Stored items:
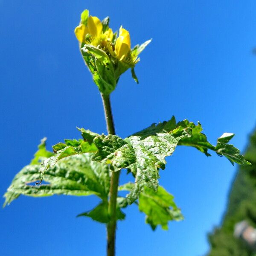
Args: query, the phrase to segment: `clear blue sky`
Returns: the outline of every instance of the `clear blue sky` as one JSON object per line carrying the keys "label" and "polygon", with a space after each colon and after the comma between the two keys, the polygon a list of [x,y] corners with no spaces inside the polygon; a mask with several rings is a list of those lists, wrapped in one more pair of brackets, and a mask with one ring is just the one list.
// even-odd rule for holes
{"label": "clear blue sky", "polygon": [[[109,15],[113,29],[122,25],[133,45],[153,38],[136,67],[140,84],[127,72],[111,95],[119,135],[174,115],[200,120],[213,143],[234,133],[232,143],[244,150],[256,121],[255,1],[0,0],[1,195],[44,136],[50,149],[79,138],[76,126],[106,132],[99,94],[73,33],[85,9]],[[167,160],[160,183],[185,220],[154,232],[130,207],[118,224],[117,256],[198,256],[208,250],[207,233],[221,221],[237,166],[181,147]],[[0,209],[0,255],[104,255],[104,226],[76,218],[96,201],[21,196]]]}

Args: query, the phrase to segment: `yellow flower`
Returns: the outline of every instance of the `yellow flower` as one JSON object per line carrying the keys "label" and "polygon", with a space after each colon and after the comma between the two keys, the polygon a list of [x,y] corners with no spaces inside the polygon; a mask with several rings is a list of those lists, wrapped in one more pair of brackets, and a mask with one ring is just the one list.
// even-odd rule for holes
{"label": "yellow flower", "polygon": [[90,34],[93,38],[97,38],[100,35],[102,31],[102,24],[99,18],[90,16],[88,18],[87,26],[81,24],[75,29],[75,34],[77,40],[83,43],[87,34]]}
{"label": "yellow flower", "polygon": [[115,51],[117,58],[120,61],[131,51],[130,34],[122,26],[119,29],[119,36],[116,41]]}
{"label": "yellow flower", "polygon": [[106,37],[107,40],[112,41],[113,38],[113,32],[111,29],[109,28],[108,30],[106,30],[104,35]]}

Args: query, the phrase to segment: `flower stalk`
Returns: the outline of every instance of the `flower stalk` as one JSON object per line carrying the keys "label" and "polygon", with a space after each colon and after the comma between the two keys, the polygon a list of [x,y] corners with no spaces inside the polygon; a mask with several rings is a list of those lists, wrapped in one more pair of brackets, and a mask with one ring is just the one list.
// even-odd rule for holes
{"label": "flower stalk", "polygon": [[[109,95],[102,93],[102,103],[105,113],[107,129],[108,134],[115,135],[115,127],[110,103]],[[111,180],[110,198],[108,204],[108,214],[110,221],[107,225],[108,241],[107,255],[114,256],[116,244],[116,198],[120,171],[113,172]]]}

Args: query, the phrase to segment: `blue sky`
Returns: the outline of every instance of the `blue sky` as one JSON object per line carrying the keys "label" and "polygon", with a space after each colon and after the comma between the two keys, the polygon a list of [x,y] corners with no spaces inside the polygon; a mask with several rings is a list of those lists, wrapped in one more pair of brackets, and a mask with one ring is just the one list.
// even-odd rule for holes
{"label": "blue sky", "polygon": [[[76,126],[106,132],[99,93],[73,33],[85,9],[109,16],[114,30],[122,25],[133,45],[153,38],[136,67],[140,84],[127,72],[111,95],[119,135],[174,115],[200,120],[212,143],[235,133],[232,142],[244,150],[256,121],[256,8],[249,0],[0,0],[0,194],[44,137],[50,149],[79,138]],[[118,224],[117,256],[198,256],[208,250],[207,234],[220,223],[237,166],[185,147],[167,160],[160,184],[185,220],[153,232],[130,207]],[[0,254],[104,255],[104,226],[76,218],[96,202],[20,197],[0,210]]]}

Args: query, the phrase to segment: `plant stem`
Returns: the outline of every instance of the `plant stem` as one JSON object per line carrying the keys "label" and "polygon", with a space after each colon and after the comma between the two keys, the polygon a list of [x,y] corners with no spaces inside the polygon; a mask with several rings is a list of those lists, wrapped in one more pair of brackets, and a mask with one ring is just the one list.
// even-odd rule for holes
{"label": "plant stem", "polygon": [[[111,109],[109,95],[102,94],[102,102],[105,112],[105,118],[107,124],[107,129],[108,134],[114,135],[115,127]],[[108,256],[114,256],[116,244],[116,198],[120,171],[113,172],[110,183],[110,198],[108,204],[108,213],[110,221],[108,224],[108,244],[107,252]]]}

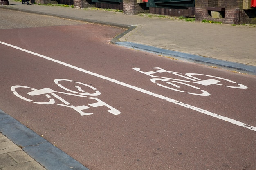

Work to be completed: Please list each line of the data that contains the word "query", treating uppercase and lowercase letters as different.

Answer for this exercise:
Args: query, the phrase to segment: `clear blue sky`
Args: query, the phrase to segment: `yellow flower`
Args: query, the phrase to segment: `flower stalk`
Args: query, the phrase to segment: `blue sky`
Args: query, the phrase to segment: `plant stem`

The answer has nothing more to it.